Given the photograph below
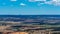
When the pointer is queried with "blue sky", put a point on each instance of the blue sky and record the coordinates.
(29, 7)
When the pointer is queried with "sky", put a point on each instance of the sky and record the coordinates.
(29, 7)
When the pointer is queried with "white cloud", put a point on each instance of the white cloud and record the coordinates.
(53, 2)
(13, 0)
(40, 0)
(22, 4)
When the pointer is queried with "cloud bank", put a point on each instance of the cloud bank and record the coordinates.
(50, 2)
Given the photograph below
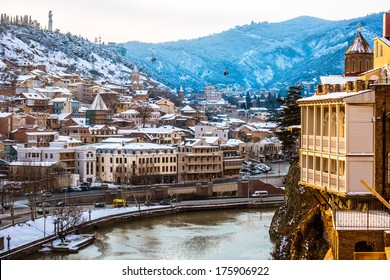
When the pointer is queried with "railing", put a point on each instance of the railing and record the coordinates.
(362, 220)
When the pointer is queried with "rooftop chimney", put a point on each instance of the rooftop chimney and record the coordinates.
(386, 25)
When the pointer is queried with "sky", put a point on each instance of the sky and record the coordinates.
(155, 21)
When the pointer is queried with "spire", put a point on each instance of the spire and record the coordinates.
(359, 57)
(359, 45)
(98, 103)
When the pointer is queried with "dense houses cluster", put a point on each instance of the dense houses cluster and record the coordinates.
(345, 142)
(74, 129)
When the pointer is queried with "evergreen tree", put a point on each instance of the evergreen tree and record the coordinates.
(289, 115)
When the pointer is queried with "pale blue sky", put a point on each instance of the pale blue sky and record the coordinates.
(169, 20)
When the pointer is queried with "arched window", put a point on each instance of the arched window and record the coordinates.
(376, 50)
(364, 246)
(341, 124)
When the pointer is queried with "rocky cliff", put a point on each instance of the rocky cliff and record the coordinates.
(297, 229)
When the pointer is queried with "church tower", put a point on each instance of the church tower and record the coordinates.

——

• _Short problem_
Return, word for word, every line of the data from the line containing "pale blue sky and record the coordinates." through the last line above, both included.

• _Written reply_
When the pointer is queried with "pale blue sky", put a point on each instance of the pale blue sky and record the coordinates.
(169, 20)
When the pointer is queried with "arched window", put a point on each instance of the arched window and record the coordinates.
(376, 50)
(364, 246)
(341, 124)
When the pointer is queried with "rocky cliff", put a point on each instance of the rocky cliff and record the coordinates.
(297, 229)
When the pointer is queried with "church tower", put a point on each instance of the church tower and record the coordinates.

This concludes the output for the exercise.